▶ _Exercise_: Leave the pictures out and restate every line below exactly.

▶ _Image point grounding data_:
-=-=-=-=-

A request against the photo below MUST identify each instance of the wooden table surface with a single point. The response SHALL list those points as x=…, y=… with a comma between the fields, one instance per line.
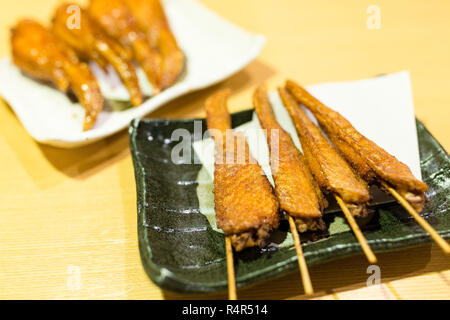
x=68, y=217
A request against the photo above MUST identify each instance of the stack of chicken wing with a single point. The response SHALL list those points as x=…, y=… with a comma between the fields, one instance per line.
x=248, y=208
x=120, y=33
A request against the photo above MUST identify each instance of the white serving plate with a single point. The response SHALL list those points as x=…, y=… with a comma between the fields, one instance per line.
x=214, y=49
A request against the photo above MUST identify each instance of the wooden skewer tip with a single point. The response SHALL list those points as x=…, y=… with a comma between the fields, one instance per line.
x=303, y=267
x=357, y=231
x=232, y=295
x=441, y=242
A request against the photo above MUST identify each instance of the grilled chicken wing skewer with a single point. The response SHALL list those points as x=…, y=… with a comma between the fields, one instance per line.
x=296, y=190
x=91, y=43
x=331, y=171
x=36, y=51
x=246, y=207
x=367, y=158
x=118, y=22
x=152, y=21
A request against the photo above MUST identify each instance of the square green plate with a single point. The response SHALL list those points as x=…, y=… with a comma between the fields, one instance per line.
x=182, y=250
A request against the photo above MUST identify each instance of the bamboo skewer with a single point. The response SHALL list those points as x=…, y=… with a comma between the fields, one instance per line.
x=357, y=231
x=421, y=221
x=304, y=273
x=232, y=295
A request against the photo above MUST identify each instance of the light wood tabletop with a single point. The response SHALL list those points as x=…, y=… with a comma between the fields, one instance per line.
x=68, y=217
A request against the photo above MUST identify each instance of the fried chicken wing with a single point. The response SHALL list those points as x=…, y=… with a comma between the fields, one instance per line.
x=246, y=207
x=331, y=171
x=91, y=43
x=152, y=21
x=39, y=53
x=294, y=189
x=371, y=161
x=118, y=22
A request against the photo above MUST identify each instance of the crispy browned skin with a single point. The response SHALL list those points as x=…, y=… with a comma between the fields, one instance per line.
x=37, y=52
x=331, y=171
x=368, y=159
x=246, y=207
x=295, y=192
x=152, y=20
x=116, y=19
x=90, y=42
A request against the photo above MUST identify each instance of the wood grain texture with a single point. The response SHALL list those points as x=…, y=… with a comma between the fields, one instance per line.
x=68, y=217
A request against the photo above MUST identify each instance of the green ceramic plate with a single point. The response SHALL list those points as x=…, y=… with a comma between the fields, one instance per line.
x=182, y=250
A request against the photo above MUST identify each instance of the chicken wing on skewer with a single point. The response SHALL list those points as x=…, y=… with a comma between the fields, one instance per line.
x=39, y=53
x=119, y=23
x=371, y=161
x=331, y=171
x=246, y=207
x=91, y=43
x=152, y=20
x=295, y=190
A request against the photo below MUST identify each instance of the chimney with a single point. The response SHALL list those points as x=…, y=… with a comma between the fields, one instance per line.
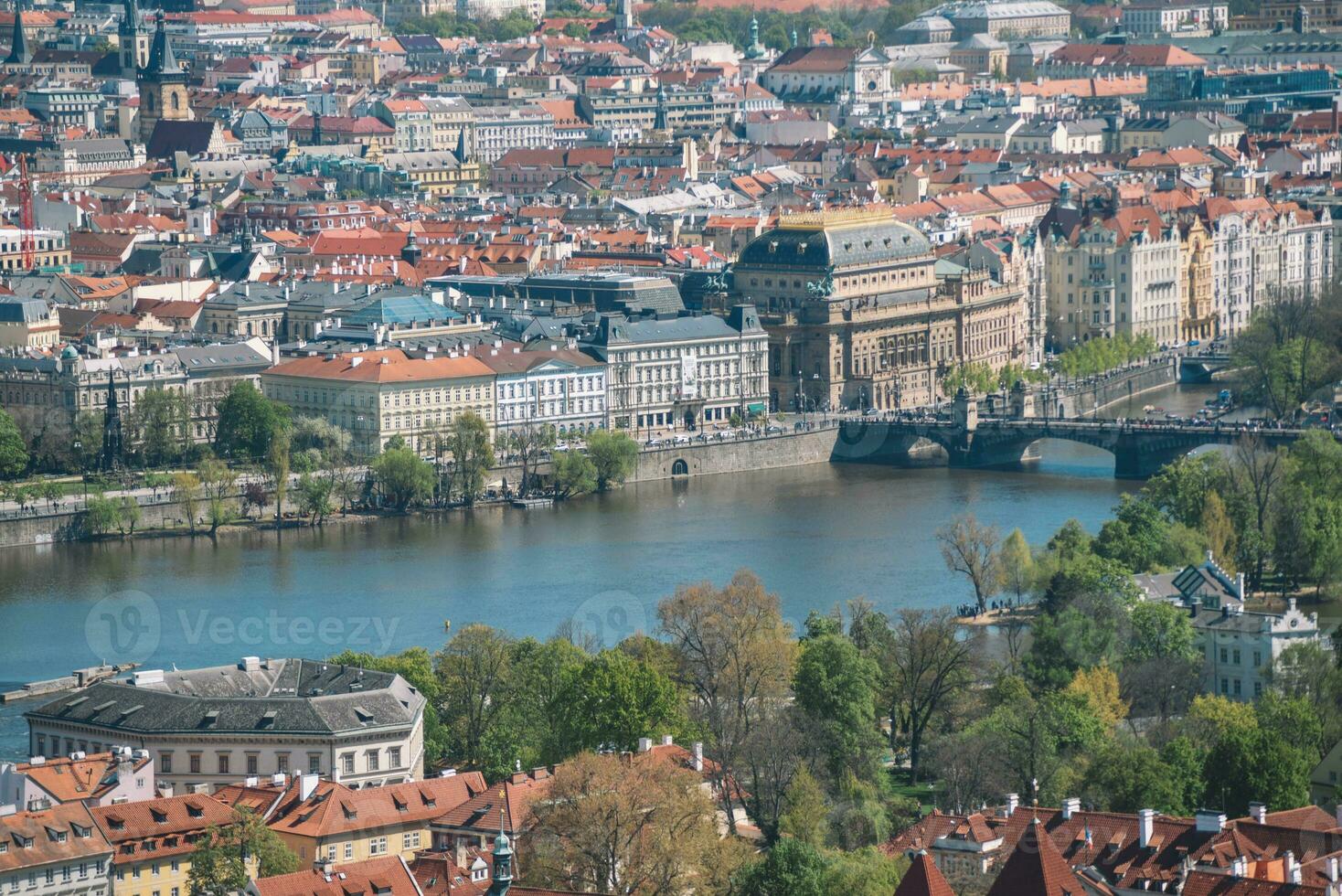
x=1210, y=821
x=1145, y=827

-=-=-=-=-

▶ _Answer to this task_:
A request against the photo below MUST identify each instance of the wooden table surface with a single point. The response SHALL list those points as x=…, y=… with a comma between the fields, one instance per line.
x=68, y=217
A request against the photo above MUST identify each instance of the stack of chicken wing with a single point. The response SHALL list those points as x=…, y=… with a comma between the fields, one instance per line.
x=248, y=208
x=120, y=33
A request against the photo above MUST identify each instance of the white serving plate with a single point. The response SHALL list those points as x=…, y=… with a comma between the fields, one instance per line.
x=214, y=49
A request against the photo above MUST identify each instance of the wooden skewer tip with a single point. The response SHALL list those points as x=…, y=… with a comma between the fields, one instance per line.
x=303, y=267
x=357, y=231
x=232, y=295
x=441, y=242
A request against the photo above MUST identify each instance of the grilled chicken wing skewer with a single point. The response SHALL list those points as x=…, y=… with a comma between the fields, one instance per line.
x=296, y=190
x=91, y=43
x=331, y=171
x=36, y=51
x=246, y=207
x=367, y=158
x=118, y=22
x=152, y=21
A request against the photo above MUST identify each instance of the square green plate with a single point. The response SHALL list those points as x=…, y=… with a comma between the fields, one instance per line.
x=182, y=250
A request against the photo above MUST identify each instance of the bamboo skewer with a single point. The response SHALL list those points as x=…, y=… with a comma between the fields, one instance per line.
x=357, y=231
x=421, y=221
x=304, y=273
x=232, y=295
A request against the photo above MUST identify each instance of the light wood tabletop with a single point. The response SHALL list those points as x=…, y=… with a comma between the fields, one instance per line.
x=68, y=217
A request against the photo above MUST identify each instance of the fried chicken wing with a single point. The response SHALL list those points as x=…, y=… with a comma between the fields, one instance per line.
x=246, y=207
x=331, y=171
x=91, y=43
x=152, y=21
x=39, y=53
x=294, y=189
x=371, y=161
x=118, y=22
A request against the photo above MUST identify each instance of the crispy browned skin with a single point. The response SHALL list those points as x=…, y=… with a comma between the fields, one instance per line.
x=37, y=52
x=331, y=171
x=368, y=159
x=246, y=207
x=295, y=192
x=152, y=20
x=116, y=19
x=90, y=42
A request against the photo above MUST identify each instance of the wood grain texture with a single point. The response SHALL list those points as x=…, y=… with a comma between the fields, one instance per line.
x=68, y=217
A request against the photo above MUST identify each instance of the green ceramic plate with a single point. The response SHALL list those points as x=…, y=… with a comma between the fields, one instance per line.
x=182, y=250
A request against the photo above MUST identify each instance of the chicken wing on skewer with a single point. The response SHALL list those points as x=…, y=… with a comma between the fields, one instance per line.
x=39, y=53
x=119, y=23
x=371, y=161
x=331, y=171
x=246, y=207
x=91, y=43
x=152, y=20
x=295, y=190
A request against the photo below MUST identify each instance of the chimney with a single point. The response SHALL list those points as x=…, y=… with a comma between the fields, one instance per line.
x=1210, y=821
x=1145, y=827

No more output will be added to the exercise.